■ **YOUR OBJECTIVE**
Print out the whole listing below exactly as it is written.

■ **SOURCE MATERIAL**
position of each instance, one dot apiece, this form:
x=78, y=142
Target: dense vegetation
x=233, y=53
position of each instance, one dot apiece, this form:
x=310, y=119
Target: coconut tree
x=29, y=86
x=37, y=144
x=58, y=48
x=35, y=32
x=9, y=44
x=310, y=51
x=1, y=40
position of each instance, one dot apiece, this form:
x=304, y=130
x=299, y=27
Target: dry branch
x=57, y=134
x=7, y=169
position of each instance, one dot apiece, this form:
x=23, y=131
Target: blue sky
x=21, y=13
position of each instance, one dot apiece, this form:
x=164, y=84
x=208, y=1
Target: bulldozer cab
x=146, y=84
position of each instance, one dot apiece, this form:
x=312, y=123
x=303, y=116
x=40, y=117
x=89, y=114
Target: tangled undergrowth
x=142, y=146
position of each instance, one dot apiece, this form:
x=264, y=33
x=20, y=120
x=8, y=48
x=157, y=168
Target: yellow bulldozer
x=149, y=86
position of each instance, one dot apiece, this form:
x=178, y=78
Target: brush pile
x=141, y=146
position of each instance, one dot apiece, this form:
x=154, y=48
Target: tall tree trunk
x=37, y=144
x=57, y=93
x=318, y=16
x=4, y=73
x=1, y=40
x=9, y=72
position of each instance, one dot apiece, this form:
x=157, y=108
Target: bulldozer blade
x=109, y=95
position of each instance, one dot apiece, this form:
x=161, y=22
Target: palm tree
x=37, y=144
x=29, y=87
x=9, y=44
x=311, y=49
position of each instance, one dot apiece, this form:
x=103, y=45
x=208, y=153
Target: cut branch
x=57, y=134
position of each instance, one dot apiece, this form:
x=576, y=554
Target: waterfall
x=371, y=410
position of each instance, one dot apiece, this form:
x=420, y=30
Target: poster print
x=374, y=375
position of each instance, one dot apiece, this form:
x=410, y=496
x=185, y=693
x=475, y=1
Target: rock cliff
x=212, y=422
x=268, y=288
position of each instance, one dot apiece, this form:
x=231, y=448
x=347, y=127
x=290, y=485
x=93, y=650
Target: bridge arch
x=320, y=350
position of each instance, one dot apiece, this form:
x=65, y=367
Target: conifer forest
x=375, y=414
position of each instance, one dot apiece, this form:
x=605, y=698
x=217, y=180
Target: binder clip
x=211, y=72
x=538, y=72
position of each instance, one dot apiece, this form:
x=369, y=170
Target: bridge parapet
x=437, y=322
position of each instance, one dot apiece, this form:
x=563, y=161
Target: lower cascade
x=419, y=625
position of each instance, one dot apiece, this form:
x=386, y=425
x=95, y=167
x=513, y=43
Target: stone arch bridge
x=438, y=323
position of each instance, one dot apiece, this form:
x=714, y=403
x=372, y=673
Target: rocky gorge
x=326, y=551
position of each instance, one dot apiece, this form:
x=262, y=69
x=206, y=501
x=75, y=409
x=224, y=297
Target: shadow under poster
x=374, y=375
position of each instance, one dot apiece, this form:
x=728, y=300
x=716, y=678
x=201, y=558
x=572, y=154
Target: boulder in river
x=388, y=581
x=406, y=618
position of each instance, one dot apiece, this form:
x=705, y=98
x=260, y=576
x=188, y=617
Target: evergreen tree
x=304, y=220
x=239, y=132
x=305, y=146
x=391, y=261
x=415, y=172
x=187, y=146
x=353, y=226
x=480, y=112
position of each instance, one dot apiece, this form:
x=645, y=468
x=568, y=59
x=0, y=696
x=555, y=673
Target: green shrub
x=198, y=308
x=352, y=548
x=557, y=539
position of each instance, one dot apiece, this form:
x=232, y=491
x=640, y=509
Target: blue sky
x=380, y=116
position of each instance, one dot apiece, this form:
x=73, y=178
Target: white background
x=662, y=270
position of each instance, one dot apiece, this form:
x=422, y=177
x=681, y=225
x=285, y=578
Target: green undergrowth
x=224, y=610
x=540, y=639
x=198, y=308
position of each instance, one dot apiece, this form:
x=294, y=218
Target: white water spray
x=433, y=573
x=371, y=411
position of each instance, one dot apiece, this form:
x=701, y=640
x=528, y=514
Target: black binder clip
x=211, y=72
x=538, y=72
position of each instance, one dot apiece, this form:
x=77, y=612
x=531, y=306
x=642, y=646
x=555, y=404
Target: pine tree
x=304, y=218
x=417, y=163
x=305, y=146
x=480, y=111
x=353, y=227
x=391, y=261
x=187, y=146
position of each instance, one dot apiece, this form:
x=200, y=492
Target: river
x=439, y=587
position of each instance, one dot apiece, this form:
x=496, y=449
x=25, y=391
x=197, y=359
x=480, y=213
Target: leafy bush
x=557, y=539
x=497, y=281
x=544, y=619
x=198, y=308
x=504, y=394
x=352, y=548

■ **RESULT**
position of each instance, one dot apiece, this form:
x=78, y=142
Target: dense vegetation
x=233, y=53
position of each instance, one dot apiece, this form:
x=310, y=119
Target: coconut tree
x=29, y=86
x=37, y=144
x=58, y=48
x=35, y=32
x=9, y=44
x=310, y=51
x=1, y=40
position of each instance, one dot apiece, this form:
x=304, y=130
x=299, y=27
Target: dry branch
x=57, y=134
x=7, y=169
position of each instance, one dot apiece, this form:
x=23, y=131
Target: blue sky
x=21, y=13
position of each instance, one dot apiece, this form:
x=164, y=84
x=208, y=1
Target: bulldozer cab
x=146, y=84
position of each instance, one dot apiece, this form:
x=312, y=123
x=303, y=116
x=40, y=117
x=89, y=114
Target: tangled undergrowth
x=142, y=146
position of each instance, one dot apiece, this form:
x=264, y=33
x=20, y=120
x=8, y=48
x=157, y=168
Target: yellow bulldozer
x=149, y=86
position of each instance, one dot apiece, this form:
x=178, y=78
Target: brush pile
x=141, y=146
position of each instance, one dot apiece, this form:
x=154, y=48
Target: tall tree trunk
x=37, y=144
x=57, y=93
x=318, y=16
x=4, y=73
x=1, y=40
x=9, y=72
position of each instance, one dot apiece, this form:
x=157, y=108
Target: bulldozer blade
x=109, y=95
position of each instance, one dot apiece, this form:
x=161, y=22
Target: palm tree
x=37, y=144
x=29, y=87
x=9, y=44
x=311, y=49
position of each instance, one dot apiece, this form:
x=103, y=45
x=208, y=153
Target: cut branch
x=57, y=134
position of each instance, one dot apiece, this form:
x=576, y=554
Target: waterfall
x=371, y=410
position of each instance, one dot apiece, this form:
x=420, y=30
Target: poster print
x=374, y=375
position of each instance, one dot apiece, this form:
x=410, y=496
x=185, y=693
x=475, y=1
Target: rock cliff
x=212, y=422
x=268, y=288
position of each instance, one dot apiece, this form:
x=231, y=448
x=347, y=127
x=290, y=485
x=93, y=650
Target: bridge arch
x=320, y=350
position of each instance, one dot apiece, this form:
x=65, y=367
Target: conifer forest
x=375, y=414
position of each instance, one dot apiece, this form:
x=605, y=698
x=217, y=180
Target: binder clip
x=211, y=72
x=538, y=72
position of each instance, one dot apiece, this form:
x=369, y=170
Target: bridge parapet
x=437, y=322
position of each instance, one dot apiece, this form:
x=563, y=161
Target: lower cascade
x=419, y=625
position of each instance, one dot apiece, this form:
x=386, y=425
x=95, y=167
x=513, y=43
Target: stone arch bridge
x=438, y=323
position of each instance, one dot apiece, this form:
x=714, y=403
x=372, y=673
Target: rocky gorge
x=326, y=551
position of each instance, one dot apiece, this form:
x=262, y=69
x=206, y=501
x=75, y=409
x=224, y=297
Target: shadow under poster
x=374, y=375
position of each instance, one dot apiece, this form:
x=728, y=300
x=716, y=678
x=201, y=558
x=572, y=154
Target: boulder in river
x=388, y=581
x=406, y=618
position of each instance, one dot apiece, this form:
x=705, y=98
x=260, y=576
x=188, y=617
Target: evergreen tree
x=304, y=220
x=239, y=132
x=305, y=146
x=391, y=261
x=415, y=172
x=187, y=146
x=353, y=226
x=480, y=112
position of each instance, one dot apiece, this form:
x=645, y=468
x=568, y=59
x=0, y=696
x=555, y=673
Target: green shrub
x=198, y=308
x=352, y=548
x=557, y=539
position of each instance, one dot apiece, this form:
x=232, y=491
x=640, y=509
Target: blue sky
x=380, y=116
position of each instance, one dot apiece, this form:
x=73, y=178
Target: white background
x=662, y=270
position of each instance, one dot apiece, this form:
x=422, y=177
x=681, y=225
x=285, y=578
Target: green undergrowth
x=224, y=610
x=540, y=639
x=198, y=308
position of each instance, one dot apiece, this form:
x=294, y=218
Target: white water spray
x=433, y=573
x=371, y=411
position of each instance, one dot apiece, this form:
x=701, y=640
x=528, y=514
Target: black binder clip
x=211, y=72
x=538, y=72
position of each instance, one dot apiece, this form:
x=77, y=612
x=531, y=306
x=642, y=646
x=555, y=404
Target: pine tree
x=304, y=218
x=417, y=163
x=305, y=146
x=480, y=111
x=353, y=227
x=391, y=261
x=187, y=146
position of each instance, one dot apiece, this form:
x=200, y=492
Target: river
x=439, y=587
position of each instance, one dot apiece, this form:
x=496, y=449
x=25, y=391
x=197, y=359
x=480, y=213
Target: leafy bush
x=557, y=539
x=497, y=281
x=544, y=619
x=198, y=308
x=504, y=394
x=352, y=548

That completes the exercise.